## WHAT IS BEING ASKED
Write out each entry below exactly. Do not include the images.
[LISTED RECORDS]
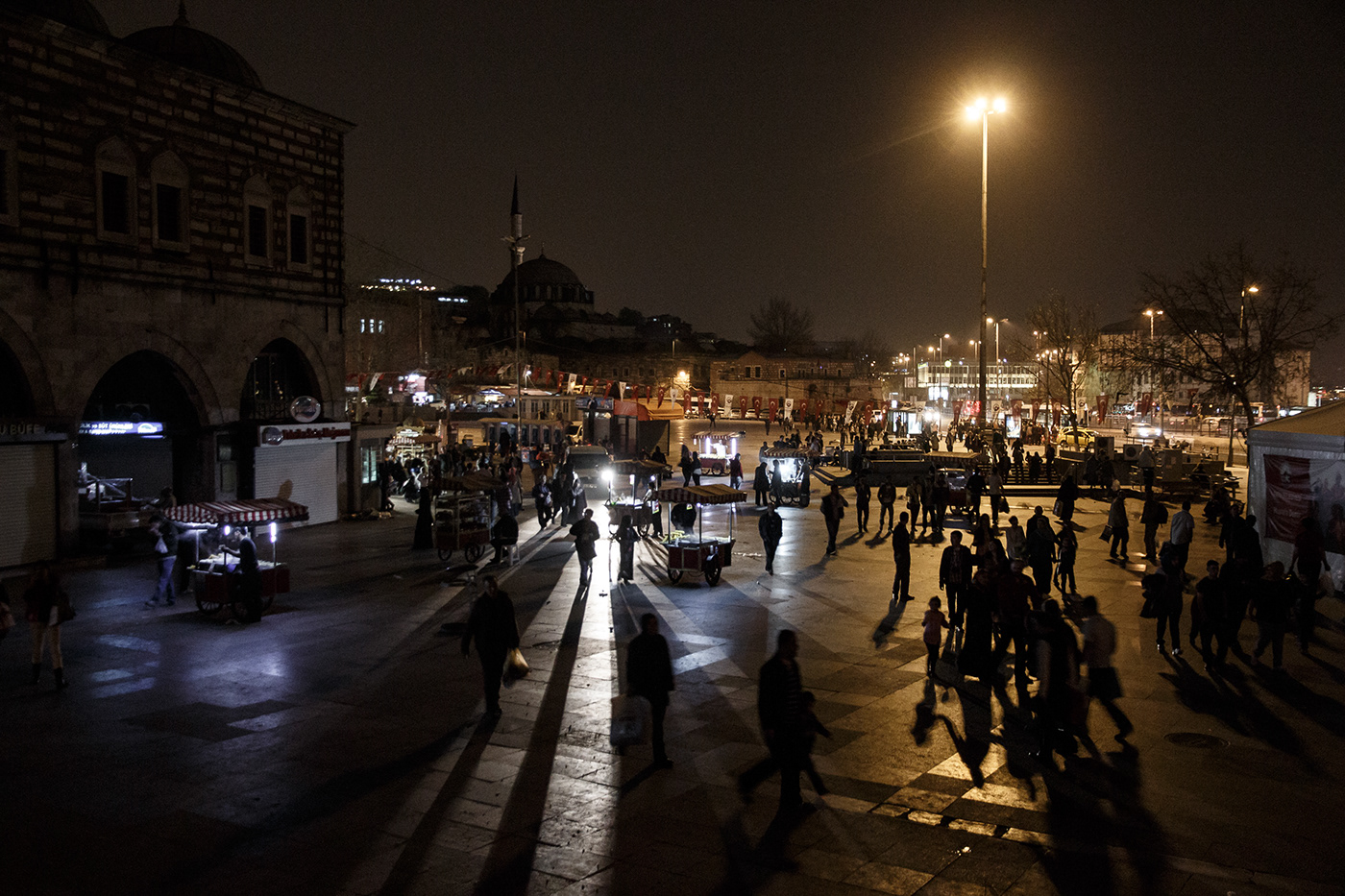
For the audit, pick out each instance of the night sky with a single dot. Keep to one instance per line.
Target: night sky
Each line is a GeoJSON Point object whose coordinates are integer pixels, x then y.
{"type": "Point", "coordinates": [698, 157]}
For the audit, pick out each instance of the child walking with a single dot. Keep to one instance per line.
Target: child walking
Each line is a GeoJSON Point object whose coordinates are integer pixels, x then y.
{"type": "Point", "coordinates": [934, 623]}
{"type": "Point", "coordinates": [811, 728]}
[/LISTED RECORDS]
## ANSWER BELOW
For the audit, pick out each instance of the night sky with a single dot. Keep to one instance per line.
Target: night sky
Each line is a GeoJSON Point object whose coordinates are integer pixels, x then y.
{"type": "Point", "coordinates": [698, 157]}
For the audit, pick out each instance of the child walking with a single dot. Keep to one instance per line.
Target: child walking
Each line is a GeoJSON Point object whose coordinates are integer pixels, x then y.
{"type": "Point", "coordinates": [934, 623]}
{"type": "Point", "coordinates": [811, 728]}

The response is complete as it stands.